Records drawn from a data source:
▼

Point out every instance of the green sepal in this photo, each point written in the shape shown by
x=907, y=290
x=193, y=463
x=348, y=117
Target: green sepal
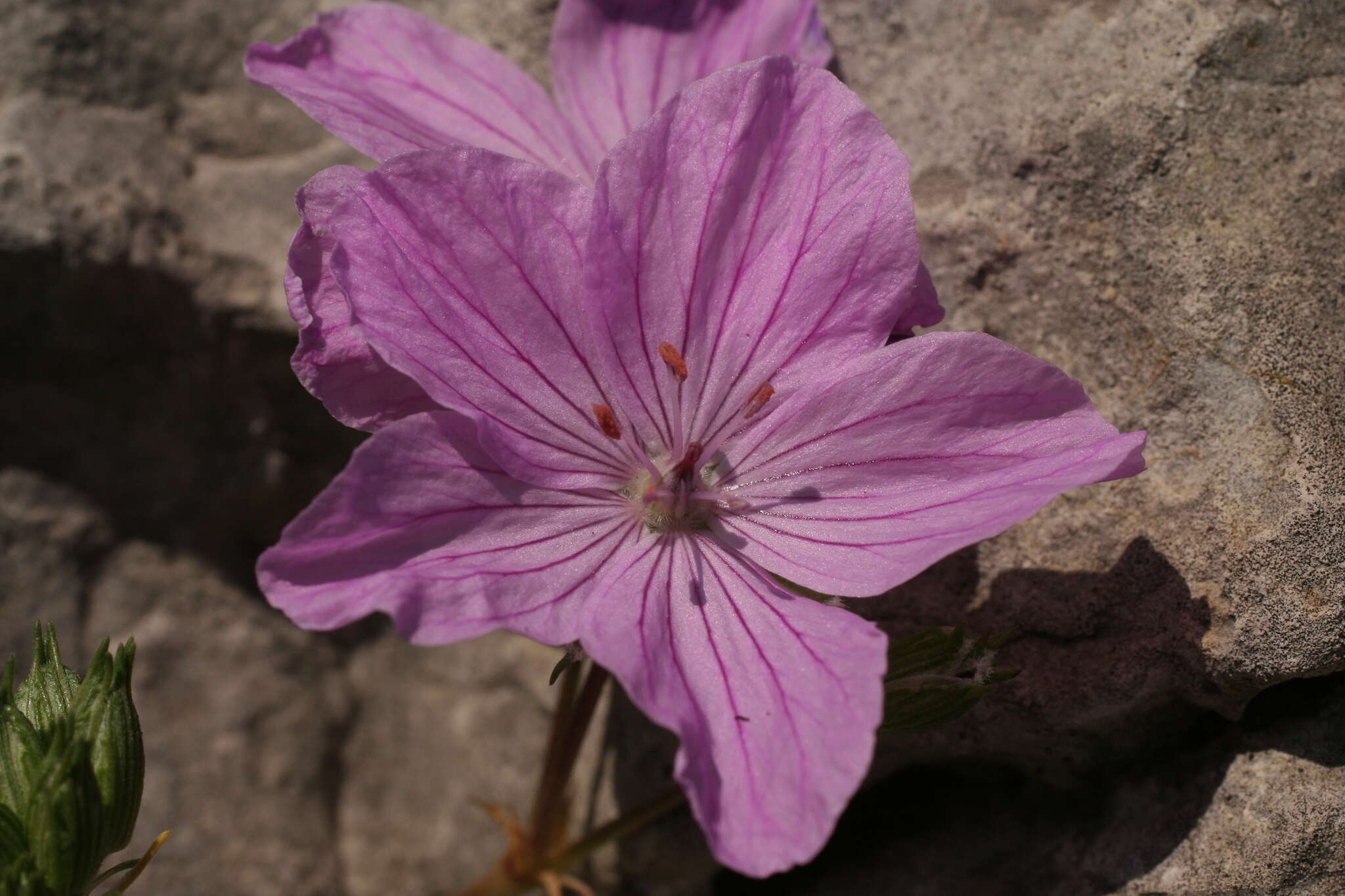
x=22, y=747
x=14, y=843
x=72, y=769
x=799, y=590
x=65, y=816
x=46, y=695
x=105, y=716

▲
▼

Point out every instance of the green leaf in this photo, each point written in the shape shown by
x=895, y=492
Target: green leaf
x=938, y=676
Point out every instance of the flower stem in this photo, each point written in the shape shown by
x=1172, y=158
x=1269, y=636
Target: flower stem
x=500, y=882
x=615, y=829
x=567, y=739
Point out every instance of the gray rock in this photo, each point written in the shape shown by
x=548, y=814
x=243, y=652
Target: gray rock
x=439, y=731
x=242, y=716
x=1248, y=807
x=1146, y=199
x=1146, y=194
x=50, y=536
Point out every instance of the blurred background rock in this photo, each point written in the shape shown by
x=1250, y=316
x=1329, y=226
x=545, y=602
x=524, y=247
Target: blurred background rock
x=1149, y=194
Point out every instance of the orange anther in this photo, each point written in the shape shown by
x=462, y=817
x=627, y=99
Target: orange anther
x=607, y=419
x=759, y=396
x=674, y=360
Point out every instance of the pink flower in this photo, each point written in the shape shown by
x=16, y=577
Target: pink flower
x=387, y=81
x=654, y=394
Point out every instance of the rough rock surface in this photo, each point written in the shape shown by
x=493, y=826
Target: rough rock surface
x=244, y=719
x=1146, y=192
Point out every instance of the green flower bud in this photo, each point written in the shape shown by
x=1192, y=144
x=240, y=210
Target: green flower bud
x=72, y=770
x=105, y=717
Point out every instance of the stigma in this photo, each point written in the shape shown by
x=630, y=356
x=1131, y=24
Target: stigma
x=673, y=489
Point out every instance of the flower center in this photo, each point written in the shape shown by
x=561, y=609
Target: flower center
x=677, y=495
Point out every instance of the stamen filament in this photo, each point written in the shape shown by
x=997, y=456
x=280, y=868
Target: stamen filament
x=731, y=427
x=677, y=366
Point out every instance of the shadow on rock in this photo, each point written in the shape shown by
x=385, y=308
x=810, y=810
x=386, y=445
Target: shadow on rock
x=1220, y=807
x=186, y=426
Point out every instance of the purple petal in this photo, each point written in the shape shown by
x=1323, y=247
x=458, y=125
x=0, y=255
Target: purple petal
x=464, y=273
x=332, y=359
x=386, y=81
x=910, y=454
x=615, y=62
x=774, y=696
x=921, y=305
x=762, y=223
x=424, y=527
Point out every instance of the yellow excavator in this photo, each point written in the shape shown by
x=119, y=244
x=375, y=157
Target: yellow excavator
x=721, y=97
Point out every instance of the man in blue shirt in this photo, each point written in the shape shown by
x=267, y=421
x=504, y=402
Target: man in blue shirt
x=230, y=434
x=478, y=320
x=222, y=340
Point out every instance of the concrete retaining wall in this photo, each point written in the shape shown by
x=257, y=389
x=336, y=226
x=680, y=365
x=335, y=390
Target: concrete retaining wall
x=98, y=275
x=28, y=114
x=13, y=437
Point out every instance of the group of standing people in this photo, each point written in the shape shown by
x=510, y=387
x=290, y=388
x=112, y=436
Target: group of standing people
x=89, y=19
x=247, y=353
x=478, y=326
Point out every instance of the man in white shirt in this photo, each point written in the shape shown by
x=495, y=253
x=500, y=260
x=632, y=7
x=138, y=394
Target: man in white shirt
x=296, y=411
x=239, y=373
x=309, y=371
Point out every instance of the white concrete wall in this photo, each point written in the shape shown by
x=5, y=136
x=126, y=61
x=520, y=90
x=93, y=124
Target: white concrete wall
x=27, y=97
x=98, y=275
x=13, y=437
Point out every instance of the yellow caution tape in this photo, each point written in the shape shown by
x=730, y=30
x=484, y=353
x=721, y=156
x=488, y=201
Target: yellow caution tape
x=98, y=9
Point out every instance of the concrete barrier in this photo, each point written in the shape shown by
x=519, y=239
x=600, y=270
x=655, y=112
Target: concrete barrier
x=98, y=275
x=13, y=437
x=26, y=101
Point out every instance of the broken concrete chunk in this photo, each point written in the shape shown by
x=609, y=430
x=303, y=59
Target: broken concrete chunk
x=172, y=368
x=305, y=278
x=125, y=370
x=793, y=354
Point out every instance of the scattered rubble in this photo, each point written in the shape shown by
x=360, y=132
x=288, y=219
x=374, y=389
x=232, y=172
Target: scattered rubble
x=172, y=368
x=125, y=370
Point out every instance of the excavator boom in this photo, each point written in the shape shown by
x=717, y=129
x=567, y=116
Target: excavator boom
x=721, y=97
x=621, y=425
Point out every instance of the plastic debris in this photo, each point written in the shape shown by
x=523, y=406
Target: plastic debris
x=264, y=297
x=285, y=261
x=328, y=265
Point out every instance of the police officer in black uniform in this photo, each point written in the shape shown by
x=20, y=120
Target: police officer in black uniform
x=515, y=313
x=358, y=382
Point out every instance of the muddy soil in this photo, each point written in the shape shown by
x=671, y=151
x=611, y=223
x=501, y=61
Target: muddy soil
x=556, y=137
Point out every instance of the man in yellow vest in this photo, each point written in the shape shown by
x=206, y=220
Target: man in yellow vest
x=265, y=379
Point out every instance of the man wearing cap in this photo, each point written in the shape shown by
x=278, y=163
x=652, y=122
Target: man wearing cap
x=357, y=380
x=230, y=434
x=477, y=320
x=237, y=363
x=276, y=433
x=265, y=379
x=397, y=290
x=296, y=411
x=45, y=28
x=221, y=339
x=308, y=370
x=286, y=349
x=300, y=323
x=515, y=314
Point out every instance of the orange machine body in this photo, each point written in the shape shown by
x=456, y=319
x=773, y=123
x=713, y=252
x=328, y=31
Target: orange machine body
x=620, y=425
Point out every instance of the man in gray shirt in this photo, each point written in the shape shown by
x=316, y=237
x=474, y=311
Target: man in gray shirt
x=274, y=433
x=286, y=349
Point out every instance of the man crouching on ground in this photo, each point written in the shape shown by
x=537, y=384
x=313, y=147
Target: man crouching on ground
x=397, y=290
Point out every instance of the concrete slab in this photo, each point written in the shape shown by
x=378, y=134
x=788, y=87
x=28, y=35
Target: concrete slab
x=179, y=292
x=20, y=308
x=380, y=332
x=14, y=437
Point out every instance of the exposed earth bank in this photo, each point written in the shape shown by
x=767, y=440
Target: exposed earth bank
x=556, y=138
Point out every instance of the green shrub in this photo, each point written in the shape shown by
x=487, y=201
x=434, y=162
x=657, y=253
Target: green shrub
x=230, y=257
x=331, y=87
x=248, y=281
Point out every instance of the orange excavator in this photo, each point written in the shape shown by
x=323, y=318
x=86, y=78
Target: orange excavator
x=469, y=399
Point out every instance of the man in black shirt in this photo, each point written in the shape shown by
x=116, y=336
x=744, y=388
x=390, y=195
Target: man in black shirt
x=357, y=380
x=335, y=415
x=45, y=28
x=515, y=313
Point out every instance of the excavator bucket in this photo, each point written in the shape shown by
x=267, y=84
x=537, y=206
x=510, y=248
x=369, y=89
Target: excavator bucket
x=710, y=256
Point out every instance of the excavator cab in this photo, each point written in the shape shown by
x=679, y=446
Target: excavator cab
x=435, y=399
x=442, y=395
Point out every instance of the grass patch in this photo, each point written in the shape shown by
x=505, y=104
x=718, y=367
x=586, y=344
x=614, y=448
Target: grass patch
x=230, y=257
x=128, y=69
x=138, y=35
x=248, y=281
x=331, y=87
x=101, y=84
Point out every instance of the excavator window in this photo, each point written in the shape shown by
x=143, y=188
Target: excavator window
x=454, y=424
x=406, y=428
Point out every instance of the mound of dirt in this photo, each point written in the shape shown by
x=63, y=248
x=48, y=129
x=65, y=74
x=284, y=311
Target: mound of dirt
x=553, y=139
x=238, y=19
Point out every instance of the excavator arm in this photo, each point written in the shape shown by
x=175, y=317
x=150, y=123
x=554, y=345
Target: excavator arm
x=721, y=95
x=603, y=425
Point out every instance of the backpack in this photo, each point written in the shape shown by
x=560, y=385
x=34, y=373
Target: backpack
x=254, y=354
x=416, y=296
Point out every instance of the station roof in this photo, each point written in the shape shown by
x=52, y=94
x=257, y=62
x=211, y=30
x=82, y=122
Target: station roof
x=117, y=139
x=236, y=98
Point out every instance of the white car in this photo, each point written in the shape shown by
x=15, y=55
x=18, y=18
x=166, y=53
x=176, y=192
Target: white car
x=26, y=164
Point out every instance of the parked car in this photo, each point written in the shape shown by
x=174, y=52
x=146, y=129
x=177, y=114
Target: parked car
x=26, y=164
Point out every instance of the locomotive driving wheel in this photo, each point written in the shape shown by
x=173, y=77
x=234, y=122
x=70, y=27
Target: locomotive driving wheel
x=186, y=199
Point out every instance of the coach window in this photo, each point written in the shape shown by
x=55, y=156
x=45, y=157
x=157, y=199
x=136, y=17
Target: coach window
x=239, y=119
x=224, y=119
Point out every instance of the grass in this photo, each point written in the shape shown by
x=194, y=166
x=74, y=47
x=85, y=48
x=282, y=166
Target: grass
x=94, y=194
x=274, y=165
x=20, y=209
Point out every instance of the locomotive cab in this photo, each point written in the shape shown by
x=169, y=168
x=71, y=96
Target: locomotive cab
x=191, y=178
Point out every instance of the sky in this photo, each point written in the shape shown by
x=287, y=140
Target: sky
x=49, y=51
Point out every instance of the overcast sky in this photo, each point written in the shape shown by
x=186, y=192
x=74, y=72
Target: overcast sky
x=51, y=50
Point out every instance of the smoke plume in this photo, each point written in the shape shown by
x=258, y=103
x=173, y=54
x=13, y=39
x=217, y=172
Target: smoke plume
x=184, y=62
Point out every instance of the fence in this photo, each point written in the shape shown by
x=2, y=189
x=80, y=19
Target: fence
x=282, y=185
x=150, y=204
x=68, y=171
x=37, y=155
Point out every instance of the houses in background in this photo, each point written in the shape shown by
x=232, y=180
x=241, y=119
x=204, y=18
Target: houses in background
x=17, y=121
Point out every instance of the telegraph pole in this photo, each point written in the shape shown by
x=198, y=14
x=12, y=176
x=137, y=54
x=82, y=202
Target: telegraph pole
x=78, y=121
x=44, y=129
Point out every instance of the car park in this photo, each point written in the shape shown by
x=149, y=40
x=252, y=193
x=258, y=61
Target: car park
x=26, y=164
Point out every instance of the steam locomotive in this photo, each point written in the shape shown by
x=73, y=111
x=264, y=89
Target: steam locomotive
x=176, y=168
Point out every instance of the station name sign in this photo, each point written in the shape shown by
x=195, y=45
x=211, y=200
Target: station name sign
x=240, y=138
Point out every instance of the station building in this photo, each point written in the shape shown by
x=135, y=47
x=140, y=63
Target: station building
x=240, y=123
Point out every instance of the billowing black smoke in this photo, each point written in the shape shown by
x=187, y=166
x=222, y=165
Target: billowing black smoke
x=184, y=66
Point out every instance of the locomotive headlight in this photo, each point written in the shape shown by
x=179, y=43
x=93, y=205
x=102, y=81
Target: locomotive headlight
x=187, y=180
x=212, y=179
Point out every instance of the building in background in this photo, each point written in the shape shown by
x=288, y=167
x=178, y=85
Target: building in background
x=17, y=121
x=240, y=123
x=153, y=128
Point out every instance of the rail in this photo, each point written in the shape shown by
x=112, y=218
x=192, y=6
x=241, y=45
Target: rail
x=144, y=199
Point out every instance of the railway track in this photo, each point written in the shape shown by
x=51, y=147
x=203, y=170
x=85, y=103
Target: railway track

▲

**Job:**
Pull out every line of the listing above that contains the word "purple", matching its case exactly.

**Correct response:**
Point out every instance of the purple petal in this photo, each point written in the shape shown by
Target: purple petal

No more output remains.